• _THE EXERCISE_
Count the lines in the material below that contain the word "sweater". Reply with the number only.

• _DATA FOR THIS TASK_
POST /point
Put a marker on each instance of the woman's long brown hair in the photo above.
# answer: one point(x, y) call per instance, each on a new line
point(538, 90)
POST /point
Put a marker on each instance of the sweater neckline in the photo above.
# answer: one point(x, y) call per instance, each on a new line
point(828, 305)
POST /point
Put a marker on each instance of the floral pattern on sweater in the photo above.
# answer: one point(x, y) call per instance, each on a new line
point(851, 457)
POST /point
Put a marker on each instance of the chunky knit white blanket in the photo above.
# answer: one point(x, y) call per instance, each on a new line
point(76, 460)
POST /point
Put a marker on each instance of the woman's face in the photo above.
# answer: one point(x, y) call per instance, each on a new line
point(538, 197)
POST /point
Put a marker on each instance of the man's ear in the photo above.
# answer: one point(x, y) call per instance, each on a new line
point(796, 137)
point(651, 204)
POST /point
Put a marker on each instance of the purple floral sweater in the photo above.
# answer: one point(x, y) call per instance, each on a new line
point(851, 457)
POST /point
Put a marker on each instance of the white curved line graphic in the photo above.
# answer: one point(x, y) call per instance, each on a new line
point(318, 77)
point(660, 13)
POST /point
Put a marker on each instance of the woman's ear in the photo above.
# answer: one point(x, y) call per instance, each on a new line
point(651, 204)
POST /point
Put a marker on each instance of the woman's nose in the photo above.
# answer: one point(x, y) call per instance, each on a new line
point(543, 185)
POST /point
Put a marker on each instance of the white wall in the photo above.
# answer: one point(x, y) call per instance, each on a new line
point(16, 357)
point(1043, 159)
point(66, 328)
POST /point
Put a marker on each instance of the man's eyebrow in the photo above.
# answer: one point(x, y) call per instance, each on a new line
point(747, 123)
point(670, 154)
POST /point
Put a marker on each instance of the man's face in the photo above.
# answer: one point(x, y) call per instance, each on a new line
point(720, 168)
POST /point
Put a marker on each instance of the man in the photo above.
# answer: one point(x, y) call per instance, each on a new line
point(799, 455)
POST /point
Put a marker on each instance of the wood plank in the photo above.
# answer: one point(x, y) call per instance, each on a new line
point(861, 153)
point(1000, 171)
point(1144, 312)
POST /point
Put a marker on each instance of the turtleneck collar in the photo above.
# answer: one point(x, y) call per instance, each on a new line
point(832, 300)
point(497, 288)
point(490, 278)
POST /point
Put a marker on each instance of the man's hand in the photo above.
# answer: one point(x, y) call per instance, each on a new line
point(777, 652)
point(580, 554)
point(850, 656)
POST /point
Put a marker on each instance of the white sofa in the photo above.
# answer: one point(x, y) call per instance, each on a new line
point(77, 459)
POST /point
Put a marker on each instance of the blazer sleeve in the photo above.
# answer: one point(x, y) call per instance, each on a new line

• _RESULT_
3